Exercise:
The entries below are to be copied exactly, with nothing left out.

Region pointing data
++++
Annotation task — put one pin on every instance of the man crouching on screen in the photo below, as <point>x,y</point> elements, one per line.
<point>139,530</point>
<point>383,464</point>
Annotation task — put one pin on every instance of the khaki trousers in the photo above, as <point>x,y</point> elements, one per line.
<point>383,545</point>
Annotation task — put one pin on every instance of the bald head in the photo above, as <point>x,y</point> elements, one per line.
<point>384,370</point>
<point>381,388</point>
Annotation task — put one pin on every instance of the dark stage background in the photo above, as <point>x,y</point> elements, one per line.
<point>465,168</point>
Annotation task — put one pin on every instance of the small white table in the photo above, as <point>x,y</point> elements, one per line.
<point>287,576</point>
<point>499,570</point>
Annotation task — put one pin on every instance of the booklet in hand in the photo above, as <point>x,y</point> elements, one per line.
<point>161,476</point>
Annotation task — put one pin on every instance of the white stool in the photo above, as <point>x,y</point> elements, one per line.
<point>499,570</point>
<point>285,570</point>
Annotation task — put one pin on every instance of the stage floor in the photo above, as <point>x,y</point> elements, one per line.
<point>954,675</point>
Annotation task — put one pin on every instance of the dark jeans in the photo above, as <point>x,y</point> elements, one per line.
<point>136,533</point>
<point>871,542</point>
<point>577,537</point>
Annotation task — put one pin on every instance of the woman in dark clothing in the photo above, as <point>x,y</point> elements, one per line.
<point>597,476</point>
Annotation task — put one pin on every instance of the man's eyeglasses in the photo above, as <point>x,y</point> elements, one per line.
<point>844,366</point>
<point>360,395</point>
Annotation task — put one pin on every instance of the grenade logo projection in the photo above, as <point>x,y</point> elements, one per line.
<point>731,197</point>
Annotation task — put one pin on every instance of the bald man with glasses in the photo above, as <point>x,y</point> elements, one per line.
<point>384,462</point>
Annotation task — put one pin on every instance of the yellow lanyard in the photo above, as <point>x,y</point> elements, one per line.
++++
Answer space:
Annotation task — put one pin on every instance of the man crouching on screen in the photo below, as <point>x,y</point> elements, one per line.
<point>139,530</point>
<point>383,464</point>
Annotation task — put one pin on every instance of the khaki trousers in the photo above, as <point>x,y</point> elements, one per line.
<point>383,545</point>
Annotation task — put one pin on every instance of the bald head in the photo above, as <point>x,y</point> elements, one per line.
<point>384,370</point>
<point>381,388</point>
Annotation task — put one pin on every instance of the dark stage background in the photo above, as <point>x,y</point> elements, one per line.
<point>465,168</point>
Annotation task — put one pin on every instance of the small white table in the photo above, as <point>x,y</point> elements, one per line.
<point>287,576</point>
<point>499,570</point>
Annotation task — put one pin on every instance of the booklet in hand in the photo above, as <point>x,y</point> elements, one per line.
<point>161,476</point>
Annotation task — put one pin on every instance of the white stool in the photo above, as <point>x,y</point> elements, one per line.
<point>499,570</point>
<point>285,570</point>
Annotation task — put one pin on every instance of the stage floor in the photo above, as <point>x,y</point> elements, one per line.
<point>954,675</point>
Annotation task — put one pin on every instance of the dark jeans in the photo above, as <point>x,y</point> elements, one per line.
<point>136,533</point>
<point>871,542</point>
<point>577,537</point>
Annotation task — put one pin on every instance of the woman in dark clothing in the photo above, as <point>x,y</point> elements, one per line.
<point>597,476</point>
Annotation task — put one pin on every instance of the man's eyeglasses in the photo above, as <point>x,y</point> elements, one per line.
<point>844,366</point>
<point>360,395</point>
Annotation task — put one pin on every instance of the grenade logo projection in the photo above, as <point>x,y</point> elements, one per line.
<point>731,197</point>
Annotation task — put one pin on every instance of the bald man with glasses in the photo above, as <point>x,y</point> elements, one per line.
<point>384,462</point>
Annotation task — put one pin on every instance of the yellow lanyard in the photo above, as <point>x,y</point> elements, one per line.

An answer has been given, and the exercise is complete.